Tasks to carry out =>
1. In the formatting excerpt, which font name belongs to the "Normal" style?
2. Repeat the formatting excerpt from "#> # A tibble: 6" up to and including "formats, use str(formats)".

Quoted passage =>
■ ■ ■ ■ ■
Formatting can be looked up as follows.
# Bold
formats <- tidy_xlsx(titanic)$formats
formats$local$font$bold
#> [1] FALSE TRUE FALSE FALSE
x[x$local_format_id %in% which(formats$local$font$bold),
c("address", "character")]
#> # A tibble: 4 × 2
#> address character
#> <chr> <chr>
#> 1 C1 Age
#> 2 C2 Survived
#> 3 A3 Class
#> 4 B3 Sex
# Yellow fill
formats$local$fill$patternFill$fgColor$rgb
#> [1] NA NA NA "FFFFFF00"
x[x$local_format_id %in%
which(formats$local$fill$patternFill$fgColor$rgb == "FFFFFF00"),
c("address", "numeric")]
#> # A tibble: 2 × 2
#> address numeric
#> <chr> <dbl>
#> 1 F11 3
#> 2 G11 20
# Styles by name
formats$style$font$name["Normal"]
#> Normal
#> "Calibri"
head(x[x$style_format == "Normal", c("address", "character")])
#> # A tibble: 6 × 2
#> address character
#> <chr> <chr>
#> 1 C1 Age
#> 2 D1 Child
#> 3 E1 <NA>
#> 4 F1 Adult
#> 5 G1 <NA>
#> 6 C2 Survived
To see all the available kinds of formats, use str(formats)
.
Comments
Comments are available alongside cell values.
■ ■ ■ ■ ■
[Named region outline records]

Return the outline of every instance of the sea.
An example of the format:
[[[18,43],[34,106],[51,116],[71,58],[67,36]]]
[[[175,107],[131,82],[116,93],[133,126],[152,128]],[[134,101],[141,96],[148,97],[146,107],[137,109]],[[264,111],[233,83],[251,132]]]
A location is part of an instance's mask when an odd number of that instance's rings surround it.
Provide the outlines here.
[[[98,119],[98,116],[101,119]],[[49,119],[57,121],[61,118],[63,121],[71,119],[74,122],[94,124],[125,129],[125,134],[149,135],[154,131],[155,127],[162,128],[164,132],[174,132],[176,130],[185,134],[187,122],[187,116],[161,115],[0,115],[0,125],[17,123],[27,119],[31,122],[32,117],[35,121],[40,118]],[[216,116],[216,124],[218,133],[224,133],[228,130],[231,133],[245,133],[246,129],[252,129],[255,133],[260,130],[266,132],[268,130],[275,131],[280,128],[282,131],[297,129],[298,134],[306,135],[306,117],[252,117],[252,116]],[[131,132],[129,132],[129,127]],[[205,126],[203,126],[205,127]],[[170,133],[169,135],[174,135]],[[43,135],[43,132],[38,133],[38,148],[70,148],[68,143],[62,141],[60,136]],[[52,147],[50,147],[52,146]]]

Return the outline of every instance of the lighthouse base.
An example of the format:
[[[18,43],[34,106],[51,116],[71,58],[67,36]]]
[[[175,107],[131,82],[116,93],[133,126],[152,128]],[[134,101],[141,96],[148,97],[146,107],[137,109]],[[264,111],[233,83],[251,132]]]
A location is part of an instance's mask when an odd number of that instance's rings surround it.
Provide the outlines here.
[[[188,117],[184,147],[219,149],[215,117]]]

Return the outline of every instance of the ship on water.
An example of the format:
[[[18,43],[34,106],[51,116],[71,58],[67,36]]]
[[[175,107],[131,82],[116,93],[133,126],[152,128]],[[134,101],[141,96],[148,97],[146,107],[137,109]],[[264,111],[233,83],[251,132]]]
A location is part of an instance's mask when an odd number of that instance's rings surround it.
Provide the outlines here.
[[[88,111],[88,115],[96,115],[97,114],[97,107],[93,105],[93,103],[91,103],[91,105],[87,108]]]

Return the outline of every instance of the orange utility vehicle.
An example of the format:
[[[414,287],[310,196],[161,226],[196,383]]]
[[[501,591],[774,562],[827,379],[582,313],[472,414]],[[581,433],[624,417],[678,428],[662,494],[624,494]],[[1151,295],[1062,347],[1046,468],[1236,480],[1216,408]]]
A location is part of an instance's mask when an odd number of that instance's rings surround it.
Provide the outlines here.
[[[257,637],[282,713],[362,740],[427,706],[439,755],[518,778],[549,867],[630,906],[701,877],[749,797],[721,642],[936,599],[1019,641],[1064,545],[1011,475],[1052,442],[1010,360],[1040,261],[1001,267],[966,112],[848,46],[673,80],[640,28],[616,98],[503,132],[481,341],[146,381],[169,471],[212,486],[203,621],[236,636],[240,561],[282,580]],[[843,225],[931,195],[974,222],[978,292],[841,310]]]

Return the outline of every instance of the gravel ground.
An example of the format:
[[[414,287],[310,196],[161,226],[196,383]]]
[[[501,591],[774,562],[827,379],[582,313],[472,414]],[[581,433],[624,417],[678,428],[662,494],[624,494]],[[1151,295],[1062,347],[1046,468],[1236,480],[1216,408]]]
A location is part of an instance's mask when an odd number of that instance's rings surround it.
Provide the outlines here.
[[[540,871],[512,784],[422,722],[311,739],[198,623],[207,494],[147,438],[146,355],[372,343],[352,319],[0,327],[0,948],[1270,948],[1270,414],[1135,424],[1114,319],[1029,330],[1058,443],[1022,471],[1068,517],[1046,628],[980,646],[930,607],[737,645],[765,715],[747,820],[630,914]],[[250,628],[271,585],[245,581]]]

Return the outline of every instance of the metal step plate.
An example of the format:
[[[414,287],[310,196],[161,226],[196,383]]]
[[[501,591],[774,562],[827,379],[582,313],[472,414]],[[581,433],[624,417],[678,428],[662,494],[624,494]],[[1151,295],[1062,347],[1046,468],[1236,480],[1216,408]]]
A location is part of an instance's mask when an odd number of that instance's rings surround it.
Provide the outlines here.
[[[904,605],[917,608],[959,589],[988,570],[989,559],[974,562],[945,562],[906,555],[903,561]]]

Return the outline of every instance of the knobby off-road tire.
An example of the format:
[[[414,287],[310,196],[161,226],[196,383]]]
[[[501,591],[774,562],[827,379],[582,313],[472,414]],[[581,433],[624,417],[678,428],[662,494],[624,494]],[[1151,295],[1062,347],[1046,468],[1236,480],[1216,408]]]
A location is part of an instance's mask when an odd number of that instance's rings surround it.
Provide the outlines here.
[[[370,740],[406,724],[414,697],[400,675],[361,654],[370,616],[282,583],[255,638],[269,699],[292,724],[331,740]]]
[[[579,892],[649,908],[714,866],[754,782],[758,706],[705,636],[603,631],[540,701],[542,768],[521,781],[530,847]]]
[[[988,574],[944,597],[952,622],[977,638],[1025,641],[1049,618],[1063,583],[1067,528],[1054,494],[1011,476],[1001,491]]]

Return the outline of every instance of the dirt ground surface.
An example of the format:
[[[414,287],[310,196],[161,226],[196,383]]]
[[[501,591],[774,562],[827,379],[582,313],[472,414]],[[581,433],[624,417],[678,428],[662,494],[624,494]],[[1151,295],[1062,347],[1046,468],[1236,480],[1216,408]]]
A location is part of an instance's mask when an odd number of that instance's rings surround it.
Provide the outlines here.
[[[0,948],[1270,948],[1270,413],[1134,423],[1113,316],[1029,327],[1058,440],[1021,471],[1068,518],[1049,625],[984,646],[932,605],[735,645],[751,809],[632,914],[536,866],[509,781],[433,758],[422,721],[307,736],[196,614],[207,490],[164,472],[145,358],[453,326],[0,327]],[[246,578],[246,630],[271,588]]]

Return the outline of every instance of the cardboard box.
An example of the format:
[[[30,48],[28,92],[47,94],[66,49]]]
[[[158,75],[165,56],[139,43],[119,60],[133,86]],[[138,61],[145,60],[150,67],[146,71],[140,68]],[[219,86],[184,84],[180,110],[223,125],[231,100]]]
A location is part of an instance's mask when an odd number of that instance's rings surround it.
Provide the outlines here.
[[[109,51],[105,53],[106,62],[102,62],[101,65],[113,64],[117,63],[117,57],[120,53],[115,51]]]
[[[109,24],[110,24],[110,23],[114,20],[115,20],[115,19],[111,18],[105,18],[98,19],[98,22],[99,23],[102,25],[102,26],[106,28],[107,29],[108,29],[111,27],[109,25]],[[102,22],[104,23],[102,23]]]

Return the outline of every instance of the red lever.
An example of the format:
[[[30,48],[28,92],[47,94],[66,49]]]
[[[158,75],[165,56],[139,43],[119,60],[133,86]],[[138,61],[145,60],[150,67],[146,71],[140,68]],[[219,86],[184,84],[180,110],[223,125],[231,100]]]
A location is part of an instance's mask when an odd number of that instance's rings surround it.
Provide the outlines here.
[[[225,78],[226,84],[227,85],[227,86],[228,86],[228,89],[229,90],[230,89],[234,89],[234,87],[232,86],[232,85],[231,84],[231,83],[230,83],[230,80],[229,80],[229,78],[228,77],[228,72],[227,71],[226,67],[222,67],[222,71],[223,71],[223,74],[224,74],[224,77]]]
■ ■ ■ ■ ■
Answers to the tasks =>
1. Calibri

2.
#> # A tibble: 6 × 2
#> address character
#> <chr> <chr>
#> 1 C1 Age
#> 2 D1 Child
#> 3 E1 <NA>
#> 4 F1 Adult
#> 5 G1 <NA>
#> 6 C2 Survived
To see all the available kinds of formats, use str(formats)